## Tasks and exercises
- 1) In the Skyline shader script, what date is given for the shader?
- 2) Name every float variable in the Skyline shader script that is declared with an initial value.

## Selected text
|---|
#!/usr/pkg/bin/bash
# XScreenSaver, Copyright © 2026 Jamie Zawinski <jwz@jwz.org>
#
# Permission to use, copy, modify, distribute, and sell this software and its
# documentation for any purpose is hereby granted without fee, provided that
# the above copyright notice appear in all copies and that both that
# copyright notice and this permission notice appear in supporting
# documentation.  No representations are made about the suitability of this
# software for any purpose.  It is provided "as is" without express or 
# implied warranty.

PATH="$PATH":"$(dirname "$0")"
exec -a "skyline" \
xshadertoy "$@" \
 --program0 - \
<< "_XSCREENSAVER_EOF_"

// Title:  Skyline
// Author: otaviogood
// URL:    https://www.shadertoy.com/view/XtsSWs
// Date:   23-Sep-2015
// Desc:   I have always wanted to make a procedural city. The architecture was limited by what I could do in real-time, but I tried to give it enough complexity that it would look realistic.

/*--------------------------------------------------------------------------------------
License CC0 - http://creativecommons.org/publicdomain/zero/1.0/
To the extent possible under law, the author(s) have dedicated all copyright and related and neighboring rights to this software to the public domain worldwide. This software is distributed without any warranty.
----------------------------------------------------------------------------------------
^ This means do ANYTHING YOU WANT with this code. Because we are programmers, not lawyers.
-Otavio Good
*/

// ---------------- Config ----------------
// This is an option that lets you render high quality frames for screenshots. It enables
// stochastic antialiasing and motion blur automatically for any shader.
//#define NON_REALTIME_HQ_RENDER


	const float frameToRenderHQ = 50.0;
	const float antialiasingSamples = 16.0;
	float localTime = 0.0;
	float seed = 1.0;
	float fade = 1.0;
	vec3 sunDir;
	vec3 sunCol;
	float exposure = 1.0;
	vec3 skyCol, horizonCol;
	float marchCount = 0.0;
	float v31(vec3 a)
|---|
## Provided data
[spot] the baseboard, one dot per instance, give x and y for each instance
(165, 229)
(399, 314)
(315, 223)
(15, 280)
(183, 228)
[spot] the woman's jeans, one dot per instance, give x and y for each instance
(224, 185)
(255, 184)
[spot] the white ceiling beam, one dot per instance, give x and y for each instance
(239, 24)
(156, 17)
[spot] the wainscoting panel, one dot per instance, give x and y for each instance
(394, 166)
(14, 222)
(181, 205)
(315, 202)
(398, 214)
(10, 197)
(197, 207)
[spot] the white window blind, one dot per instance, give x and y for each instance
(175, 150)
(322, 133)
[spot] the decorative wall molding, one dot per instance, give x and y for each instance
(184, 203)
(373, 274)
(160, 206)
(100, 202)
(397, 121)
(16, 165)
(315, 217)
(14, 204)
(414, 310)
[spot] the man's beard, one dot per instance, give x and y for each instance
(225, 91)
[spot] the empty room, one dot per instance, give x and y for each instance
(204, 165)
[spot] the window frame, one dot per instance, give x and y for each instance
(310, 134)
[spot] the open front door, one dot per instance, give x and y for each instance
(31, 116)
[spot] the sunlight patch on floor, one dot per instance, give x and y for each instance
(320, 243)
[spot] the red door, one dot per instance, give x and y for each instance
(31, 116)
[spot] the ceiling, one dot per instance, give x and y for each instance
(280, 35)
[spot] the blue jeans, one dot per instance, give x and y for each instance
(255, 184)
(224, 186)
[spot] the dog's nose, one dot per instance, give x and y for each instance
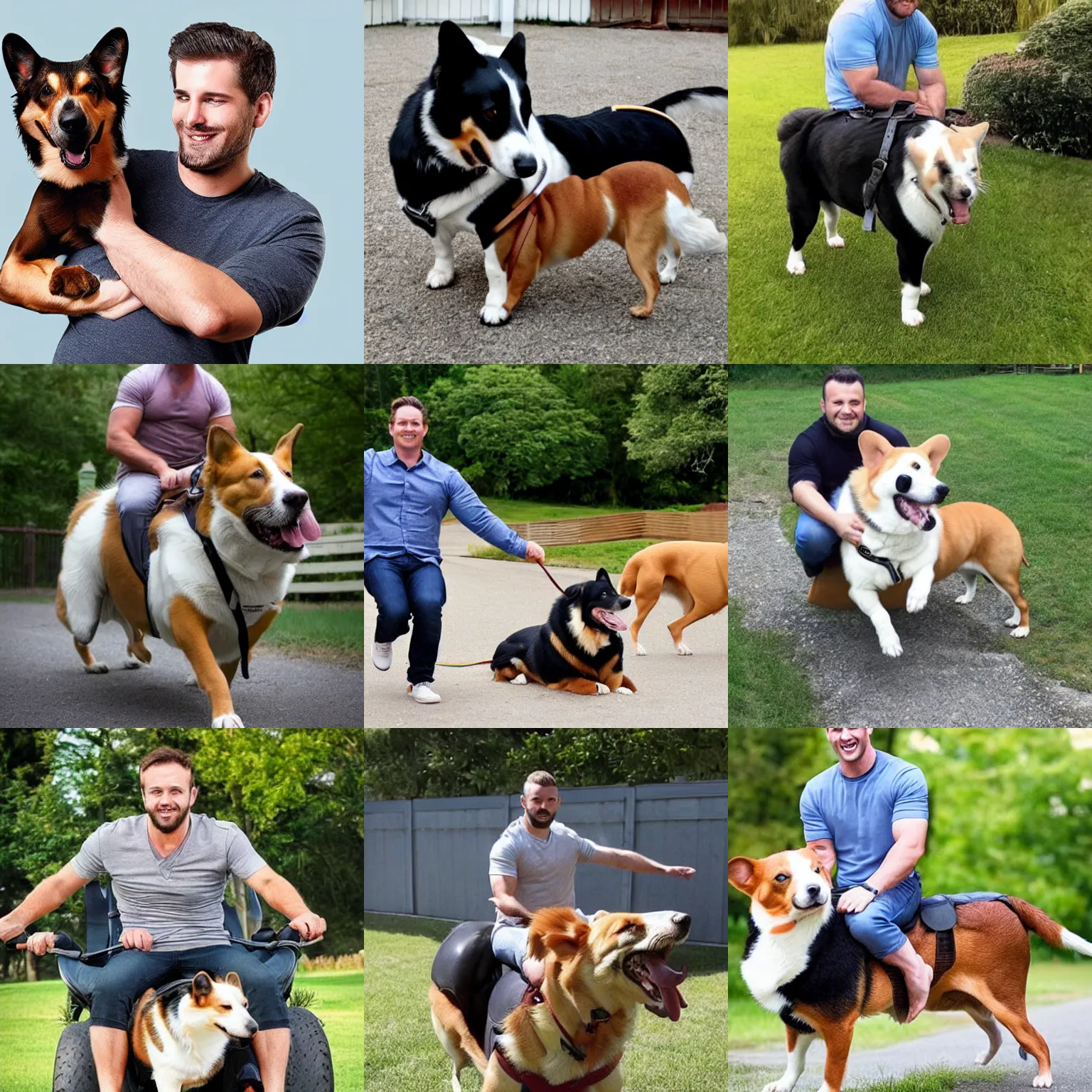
(525, 165)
|---|
## Results
- 1) 23-Sep-2015

- 2) frameToRenderHQ, antialiasingSamples, localTime, seed, fade, exposure, marchCount